**EXERCISE DATA:**
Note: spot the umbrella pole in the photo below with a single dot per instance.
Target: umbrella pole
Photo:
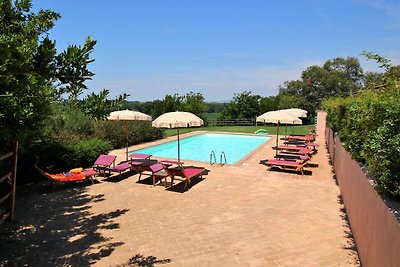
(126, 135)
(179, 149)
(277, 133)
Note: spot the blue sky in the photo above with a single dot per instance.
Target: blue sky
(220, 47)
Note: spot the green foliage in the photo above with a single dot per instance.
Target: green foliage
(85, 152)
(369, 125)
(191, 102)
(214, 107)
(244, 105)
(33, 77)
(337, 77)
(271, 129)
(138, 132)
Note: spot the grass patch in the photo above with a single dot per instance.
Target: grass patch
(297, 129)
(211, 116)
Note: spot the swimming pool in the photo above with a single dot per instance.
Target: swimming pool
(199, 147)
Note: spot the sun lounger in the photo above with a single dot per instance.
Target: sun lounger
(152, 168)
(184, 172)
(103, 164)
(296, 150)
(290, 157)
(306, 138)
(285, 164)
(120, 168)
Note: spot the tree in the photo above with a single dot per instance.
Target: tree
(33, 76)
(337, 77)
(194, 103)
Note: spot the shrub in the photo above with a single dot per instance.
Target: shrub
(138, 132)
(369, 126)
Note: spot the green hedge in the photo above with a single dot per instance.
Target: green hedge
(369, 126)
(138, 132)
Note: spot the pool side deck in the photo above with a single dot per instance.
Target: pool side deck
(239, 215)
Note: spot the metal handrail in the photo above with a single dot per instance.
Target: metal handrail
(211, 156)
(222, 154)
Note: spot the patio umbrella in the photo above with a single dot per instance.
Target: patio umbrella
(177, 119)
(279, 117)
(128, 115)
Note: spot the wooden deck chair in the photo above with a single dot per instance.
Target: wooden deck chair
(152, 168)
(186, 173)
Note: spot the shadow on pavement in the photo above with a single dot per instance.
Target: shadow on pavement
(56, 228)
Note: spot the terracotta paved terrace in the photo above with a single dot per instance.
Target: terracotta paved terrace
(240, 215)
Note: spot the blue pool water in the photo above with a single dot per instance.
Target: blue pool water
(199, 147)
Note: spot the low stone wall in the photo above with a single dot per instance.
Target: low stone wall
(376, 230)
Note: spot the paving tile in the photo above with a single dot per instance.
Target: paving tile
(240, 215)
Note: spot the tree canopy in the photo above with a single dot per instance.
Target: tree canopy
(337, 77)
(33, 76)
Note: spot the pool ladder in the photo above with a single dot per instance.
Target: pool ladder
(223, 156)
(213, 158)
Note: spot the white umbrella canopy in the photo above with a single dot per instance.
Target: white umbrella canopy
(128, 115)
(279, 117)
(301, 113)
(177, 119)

* * *

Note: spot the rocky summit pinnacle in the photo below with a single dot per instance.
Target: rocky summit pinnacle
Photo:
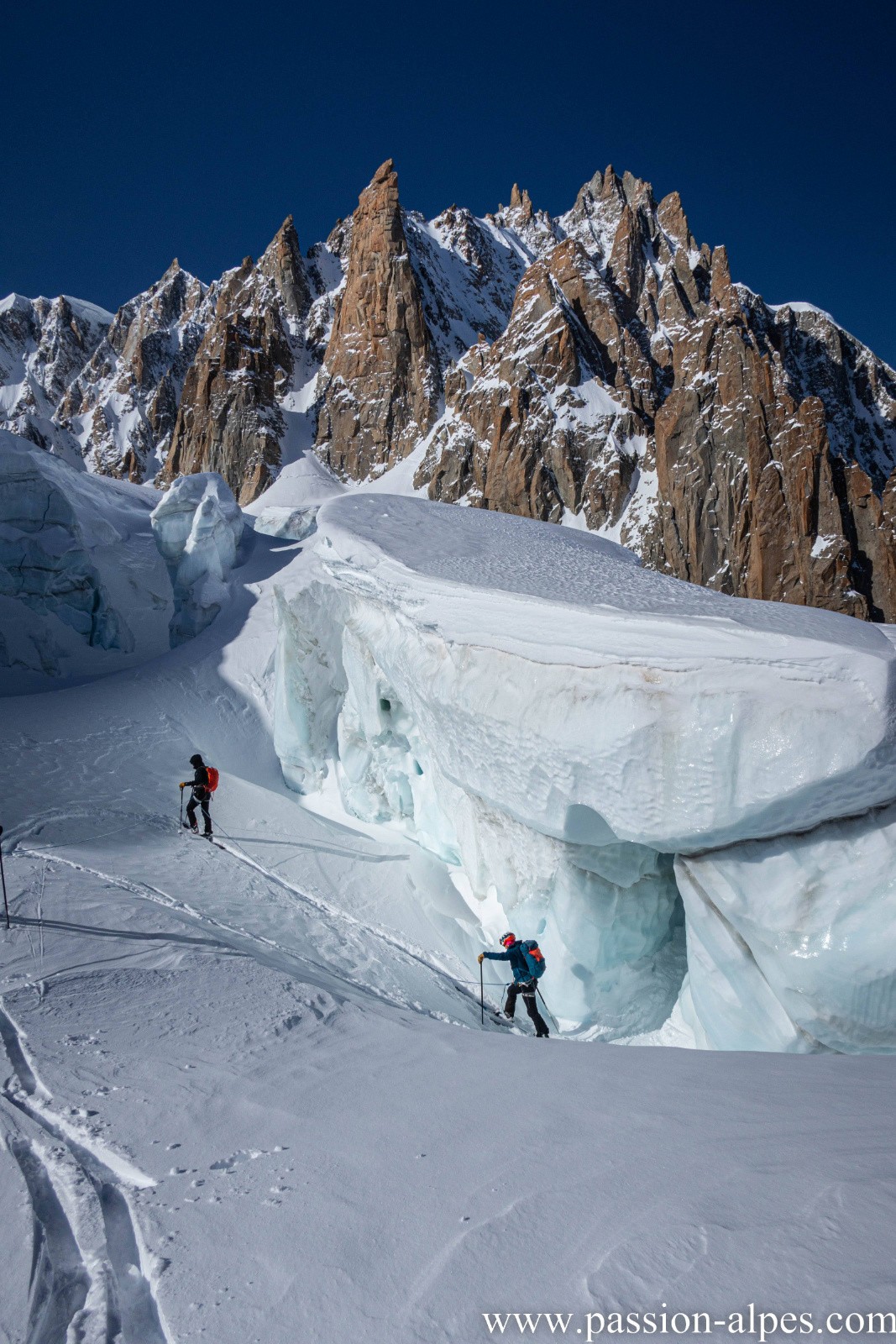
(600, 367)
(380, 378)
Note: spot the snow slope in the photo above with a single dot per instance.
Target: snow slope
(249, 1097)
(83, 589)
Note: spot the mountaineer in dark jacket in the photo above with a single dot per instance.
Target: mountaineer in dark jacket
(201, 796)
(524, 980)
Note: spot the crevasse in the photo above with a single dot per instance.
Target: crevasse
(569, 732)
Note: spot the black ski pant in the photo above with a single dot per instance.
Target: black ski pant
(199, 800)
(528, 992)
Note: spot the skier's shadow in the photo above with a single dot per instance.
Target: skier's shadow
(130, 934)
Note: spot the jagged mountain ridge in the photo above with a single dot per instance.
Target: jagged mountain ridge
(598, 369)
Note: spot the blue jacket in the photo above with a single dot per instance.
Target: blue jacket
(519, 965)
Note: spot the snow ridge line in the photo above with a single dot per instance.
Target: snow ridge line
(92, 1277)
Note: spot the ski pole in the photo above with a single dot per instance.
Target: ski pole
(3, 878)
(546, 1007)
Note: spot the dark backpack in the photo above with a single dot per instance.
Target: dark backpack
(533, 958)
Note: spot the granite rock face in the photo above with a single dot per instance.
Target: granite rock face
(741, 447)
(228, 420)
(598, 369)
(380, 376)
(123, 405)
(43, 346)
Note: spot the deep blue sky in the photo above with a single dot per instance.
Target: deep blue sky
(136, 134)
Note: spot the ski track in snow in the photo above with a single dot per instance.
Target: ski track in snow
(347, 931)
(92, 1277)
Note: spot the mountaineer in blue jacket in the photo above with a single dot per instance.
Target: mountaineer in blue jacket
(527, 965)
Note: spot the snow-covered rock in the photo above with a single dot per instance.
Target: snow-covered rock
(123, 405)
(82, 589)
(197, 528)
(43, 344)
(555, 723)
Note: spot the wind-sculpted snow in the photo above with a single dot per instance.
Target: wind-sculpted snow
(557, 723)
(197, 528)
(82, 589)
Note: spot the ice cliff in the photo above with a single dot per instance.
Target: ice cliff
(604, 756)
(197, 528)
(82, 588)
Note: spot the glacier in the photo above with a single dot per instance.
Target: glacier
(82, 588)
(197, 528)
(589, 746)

**PROBLEM DETAILS:**
Find every line above that contains the string "foliage", matching case exactly, and copy each of those lines.

**EXERCISE RESPONSE:**
Note: spot the green foliage in the photo above with a single dot per instance.
Target: green foliage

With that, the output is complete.